◆ YOUR GOAL: Return every line of the listing below that contains the word "water".

◆ DATA FOR PROCESSING:
(begin)
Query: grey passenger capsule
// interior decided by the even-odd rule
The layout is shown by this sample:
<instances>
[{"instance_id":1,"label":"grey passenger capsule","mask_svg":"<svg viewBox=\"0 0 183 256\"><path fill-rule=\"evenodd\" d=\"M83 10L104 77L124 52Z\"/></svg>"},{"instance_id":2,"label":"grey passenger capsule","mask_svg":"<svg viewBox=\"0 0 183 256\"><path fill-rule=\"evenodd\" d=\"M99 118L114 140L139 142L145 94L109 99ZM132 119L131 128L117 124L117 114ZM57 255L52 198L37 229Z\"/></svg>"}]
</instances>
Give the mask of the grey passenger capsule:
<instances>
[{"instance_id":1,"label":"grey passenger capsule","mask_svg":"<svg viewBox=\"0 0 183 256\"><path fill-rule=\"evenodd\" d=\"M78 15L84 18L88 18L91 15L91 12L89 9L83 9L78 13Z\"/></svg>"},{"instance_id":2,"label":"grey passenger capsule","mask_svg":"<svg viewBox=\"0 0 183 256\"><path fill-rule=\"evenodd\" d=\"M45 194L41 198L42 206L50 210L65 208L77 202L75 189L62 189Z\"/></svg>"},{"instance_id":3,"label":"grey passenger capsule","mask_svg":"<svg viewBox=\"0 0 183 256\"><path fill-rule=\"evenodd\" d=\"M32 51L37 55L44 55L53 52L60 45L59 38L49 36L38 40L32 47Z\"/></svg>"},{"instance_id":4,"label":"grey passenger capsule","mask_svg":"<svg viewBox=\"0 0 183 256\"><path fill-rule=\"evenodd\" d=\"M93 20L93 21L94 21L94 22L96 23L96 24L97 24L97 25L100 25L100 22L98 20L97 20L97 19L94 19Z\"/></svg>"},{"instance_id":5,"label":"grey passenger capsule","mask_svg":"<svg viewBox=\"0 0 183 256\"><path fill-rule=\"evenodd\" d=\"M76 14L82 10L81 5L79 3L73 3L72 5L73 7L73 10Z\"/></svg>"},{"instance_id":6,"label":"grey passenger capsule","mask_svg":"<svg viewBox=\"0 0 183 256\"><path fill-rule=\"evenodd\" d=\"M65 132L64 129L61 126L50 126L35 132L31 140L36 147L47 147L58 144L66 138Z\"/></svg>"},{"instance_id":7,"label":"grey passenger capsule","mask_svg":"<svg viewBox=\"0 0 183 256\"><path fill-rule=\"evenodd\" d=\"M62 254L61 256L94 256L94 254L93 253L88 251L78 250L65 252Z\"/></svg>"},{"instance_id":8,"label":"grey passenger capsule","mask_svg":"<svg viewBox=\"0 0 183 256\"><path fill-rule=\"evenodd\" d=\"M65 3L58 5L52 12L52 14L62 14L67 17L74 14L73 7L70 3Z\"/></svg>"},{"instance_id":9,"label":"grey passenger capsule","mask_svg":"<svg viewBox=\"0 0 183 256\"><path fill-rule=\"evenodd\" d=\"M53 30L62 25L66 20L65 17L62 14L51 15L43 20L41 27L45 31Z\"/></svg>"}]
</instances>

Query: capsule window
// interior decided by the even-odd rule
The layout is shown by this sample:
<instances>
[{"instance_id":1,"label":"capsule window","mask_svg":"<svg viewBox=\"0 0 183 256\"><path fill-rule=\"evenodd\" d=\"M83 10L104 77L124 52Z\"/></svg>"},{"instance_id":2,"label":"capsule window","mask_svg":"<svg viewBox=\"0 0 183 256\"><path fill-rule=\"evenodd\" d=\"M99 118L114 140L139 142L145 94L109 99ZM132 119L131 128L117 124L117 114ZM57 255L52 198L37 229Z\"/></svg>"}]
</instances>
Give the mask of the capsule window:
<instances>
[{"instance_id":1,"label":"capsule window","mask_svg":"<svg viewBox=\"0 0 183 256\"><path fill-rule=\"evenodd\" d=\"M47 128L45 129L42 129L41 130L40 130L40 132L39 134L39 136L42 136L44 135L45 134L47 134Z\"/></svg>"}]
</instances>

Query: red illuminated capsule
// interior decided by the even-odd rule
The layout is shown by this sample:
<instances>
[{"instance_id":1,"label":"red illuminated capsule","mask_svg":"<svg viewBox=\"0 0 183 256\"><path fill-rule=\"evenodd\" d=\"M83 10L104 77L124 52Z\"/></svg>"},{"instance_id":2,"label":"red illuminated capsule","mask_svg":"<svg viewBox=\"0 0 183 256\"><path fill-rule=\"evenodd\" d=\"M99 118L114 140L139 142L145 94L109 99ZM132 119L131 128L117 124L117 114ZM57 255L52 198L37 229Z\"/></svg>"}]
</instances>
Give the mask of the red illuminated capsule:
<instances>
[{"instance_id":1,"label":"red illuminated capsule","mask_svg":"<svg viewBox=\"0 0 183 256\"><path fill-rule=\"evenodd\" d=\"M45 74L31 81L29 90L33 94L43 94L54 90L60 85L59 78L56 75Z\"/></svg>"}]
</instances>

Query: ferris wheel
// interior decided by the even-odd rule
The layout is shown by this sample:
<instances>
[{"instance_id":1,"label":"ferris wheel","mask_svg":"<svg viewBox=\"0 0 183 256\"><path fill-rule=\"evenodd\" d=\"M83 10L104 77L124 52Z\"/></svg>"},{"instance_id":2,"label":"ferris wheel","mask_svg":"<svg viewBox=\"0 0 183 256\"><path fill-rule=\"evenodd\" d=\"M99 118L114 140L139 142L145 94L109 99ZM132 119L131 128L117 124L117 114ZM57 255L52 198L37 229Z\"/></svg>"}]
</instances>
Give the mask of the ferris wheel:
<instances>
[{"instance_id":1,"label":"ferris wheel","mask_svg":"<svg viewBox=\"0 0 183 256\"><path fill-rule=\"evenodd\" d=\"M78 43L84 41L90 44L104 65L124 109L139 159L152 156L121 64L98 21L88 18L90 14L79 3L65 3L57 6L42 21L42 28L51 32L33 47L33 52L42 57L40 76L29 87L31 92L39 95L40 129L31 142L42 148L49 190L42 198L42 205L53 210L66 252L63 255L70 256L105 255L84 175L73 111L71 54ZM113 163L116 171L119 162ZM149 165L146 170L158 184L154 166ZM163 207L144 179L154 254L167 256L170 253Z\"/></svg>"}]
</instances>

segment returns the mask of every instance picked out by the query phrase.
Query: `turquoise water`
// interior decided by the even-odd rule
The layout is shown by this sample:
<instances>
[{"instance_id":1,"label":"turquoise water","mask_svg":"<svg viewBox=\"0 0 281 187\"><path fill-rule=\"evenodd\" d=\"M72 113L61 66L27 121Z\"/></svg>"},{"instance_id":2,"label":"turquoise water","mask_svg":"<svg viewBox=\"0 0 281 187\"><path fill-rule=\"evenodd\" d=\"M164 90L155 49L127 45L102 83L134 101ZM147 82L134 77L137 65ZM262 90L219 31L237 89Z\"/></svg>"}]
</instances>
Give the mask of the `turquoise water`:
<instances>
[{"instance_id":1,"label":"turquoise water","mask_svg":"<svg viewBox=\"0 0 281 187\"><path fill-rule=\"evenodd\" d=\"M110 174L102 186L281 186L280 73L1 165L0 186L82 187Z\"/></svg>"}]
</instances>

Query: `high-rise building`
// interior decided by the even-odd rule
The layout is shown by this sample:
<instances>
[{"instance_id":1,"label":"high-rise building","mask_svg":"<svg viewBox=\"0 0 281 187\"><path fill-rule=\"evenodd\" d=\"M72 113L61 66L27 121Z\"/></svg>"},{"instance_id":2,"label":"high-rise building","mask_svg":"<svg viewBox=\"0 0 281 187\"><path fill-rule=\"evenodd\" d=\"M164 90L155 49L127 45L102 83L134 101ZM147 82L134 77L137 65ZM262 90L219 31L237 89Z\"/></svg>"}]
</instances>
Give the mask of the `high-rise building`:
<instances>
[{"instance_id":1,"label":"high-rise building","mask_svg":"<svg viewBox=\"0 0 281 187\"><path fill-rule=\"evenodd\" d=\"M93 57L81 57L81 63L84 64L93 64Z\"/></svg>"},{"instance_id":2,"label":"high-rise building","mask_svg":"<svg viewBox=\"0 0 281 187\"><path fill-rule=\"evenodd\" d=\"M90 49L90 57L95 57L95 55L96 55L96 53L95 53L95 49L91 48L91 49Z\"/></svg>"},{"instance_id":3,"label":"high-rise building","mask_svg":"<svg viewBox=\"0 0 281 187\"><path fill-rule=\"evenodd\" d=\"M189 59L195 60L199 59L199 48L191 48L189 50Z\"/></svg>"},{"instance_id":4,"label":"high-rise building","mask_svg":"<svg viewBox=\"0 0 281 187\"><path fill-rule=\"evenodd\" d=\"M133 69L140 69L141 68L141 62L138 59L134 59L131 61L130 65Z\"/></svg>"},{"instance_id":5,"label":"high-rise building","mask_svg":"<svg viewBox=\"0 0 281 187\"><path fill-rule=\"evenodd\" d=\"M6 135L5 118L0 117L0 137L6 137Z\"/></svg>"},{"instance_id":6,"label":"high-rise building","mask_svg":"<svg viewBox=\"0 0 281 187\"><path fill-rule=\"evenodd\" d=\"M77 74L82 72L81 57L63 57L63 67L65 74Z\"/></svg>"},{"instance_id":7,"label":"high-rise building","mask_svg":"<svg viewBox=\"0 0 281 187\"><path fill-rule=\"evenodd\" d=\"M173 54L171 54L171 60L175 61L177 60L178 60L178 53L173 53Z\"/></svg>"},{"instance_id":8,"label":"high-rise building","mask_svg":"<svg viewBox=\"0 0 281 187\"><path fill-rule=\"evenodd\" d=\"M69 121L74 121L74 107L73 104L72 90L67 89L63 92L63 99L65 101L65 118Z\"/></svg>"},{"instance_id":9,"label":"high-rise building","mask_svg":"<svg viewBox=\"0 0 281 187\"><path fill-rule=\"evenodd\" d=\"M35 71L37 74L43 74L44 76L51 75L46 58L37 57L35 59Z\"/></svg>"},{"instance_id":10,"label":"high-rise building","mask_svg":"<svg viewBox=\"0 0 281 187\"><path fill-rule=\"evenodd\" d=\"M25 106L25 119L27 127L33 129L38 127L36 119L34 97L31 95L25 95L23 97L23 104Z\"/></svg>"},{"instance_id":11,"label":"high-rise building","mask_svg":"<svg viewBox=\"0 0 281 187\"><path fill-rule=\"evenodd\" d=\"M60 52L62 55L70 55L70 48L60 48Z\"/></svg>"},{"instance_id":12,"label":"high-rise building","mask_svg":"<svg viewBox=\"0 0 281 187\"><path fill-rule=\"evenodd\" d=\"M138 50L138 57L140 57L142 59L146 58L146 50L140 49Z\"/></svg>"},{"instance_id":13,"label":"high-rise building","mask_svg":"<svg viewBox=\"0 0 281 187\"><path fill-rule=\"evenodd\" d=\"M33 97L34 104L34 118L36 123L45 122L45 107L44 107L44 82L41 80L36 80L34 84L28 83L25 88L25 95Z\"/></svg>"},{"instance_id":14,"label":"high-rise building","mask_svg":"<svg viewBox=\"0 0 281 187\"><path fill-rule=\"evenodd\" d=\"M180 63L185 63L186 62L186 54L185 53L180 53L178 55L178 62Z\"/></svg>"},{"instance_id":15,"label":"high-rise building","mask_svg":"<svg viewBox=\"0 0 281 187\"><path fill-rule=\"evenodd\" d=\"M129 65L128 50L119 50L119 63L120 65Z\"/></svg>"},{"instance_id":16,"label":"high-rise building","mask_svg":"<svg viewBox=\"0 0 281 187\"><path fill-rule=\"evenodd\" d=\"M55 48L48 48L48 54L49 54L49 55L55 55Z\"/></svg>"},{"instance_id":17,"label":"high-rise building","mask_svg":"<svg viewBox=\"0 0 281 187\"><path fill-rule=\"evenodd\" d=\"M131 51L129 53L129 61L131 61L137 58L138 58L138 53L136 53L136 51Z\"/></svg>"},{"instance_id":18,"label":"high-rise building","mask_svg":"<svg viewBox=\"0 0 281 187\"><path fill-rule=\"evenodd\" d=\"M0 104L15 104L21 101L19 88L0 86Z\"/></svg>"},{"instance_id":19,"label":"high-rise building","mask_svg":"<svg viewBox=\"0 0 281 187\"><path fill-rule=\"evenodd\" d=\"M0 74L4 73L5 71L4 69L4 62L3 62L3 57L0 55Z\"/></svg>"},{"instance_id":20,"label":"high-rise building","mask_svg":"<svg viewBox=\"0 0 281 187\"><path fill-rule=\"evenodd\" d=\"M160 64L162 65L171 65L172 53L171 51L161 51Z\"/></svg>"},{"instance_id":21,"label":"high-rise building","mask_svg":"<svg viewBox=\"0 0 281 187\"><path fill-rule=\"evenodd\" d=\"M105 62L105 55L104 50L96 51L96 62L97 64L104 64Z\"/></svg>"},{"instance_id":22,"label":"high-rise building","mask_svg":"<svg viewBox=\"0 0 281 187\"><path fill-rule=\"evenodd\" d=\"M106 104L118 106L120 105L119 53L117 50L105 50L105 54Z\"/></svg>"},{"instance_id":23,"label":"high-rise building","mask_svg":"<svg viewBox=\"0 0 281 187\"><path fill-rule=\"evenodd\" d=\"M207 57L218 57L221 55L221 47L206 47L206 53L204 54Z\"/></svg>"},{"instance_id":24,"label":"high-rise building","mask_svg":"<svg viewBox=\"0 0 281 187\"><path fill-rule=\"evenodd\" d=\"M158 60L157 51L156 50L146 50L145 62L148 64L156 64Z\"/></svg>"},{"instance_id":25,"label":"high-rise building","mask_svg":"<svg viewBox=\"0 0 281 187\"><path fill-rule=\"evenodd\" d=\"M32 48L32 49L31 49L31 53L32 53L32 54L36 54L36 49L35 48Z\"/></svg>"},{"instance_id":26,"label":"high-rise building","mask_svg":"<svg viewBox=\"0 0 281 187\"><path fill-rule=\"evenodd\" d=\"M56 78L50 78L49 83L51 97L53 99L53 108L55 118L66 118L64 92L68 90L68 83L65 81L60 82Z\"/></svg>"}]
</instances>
(end)
◆ SOLUTION TO THIS TASK:
Query: `turquoise water`
[{"instance_id":1,"label":"turquoise water","mask_svg":"<svg viewBox=\"0 0 281 187\"><path fill-rule=\"evenodd\" d=\"M72 113L61 66L27 121Z\"/></svg>"},{"instance_id":2,"label":"turquoise water","mask_svg":"<svg viewBox=\"0 0 281 187\"><path fill-rule=\"evenodd\" d=\"M164 90L155 49L127 45L102 83L134 101ZM147 82L134 77L137 65ZM262 90L219 31L237 89Z\"/></svg>"}]
Give the mask of the `turquoise water`:
[{"instance_id":1,"label":"turquoise water","mask_svg":"<svg viewBox=\"0 0 281 187\"><path fill-rule=\"evenodd\" d=\"M110 174L102 186L281 186L280 73L1 165L0 186L82 187Z\"/></svg>"}]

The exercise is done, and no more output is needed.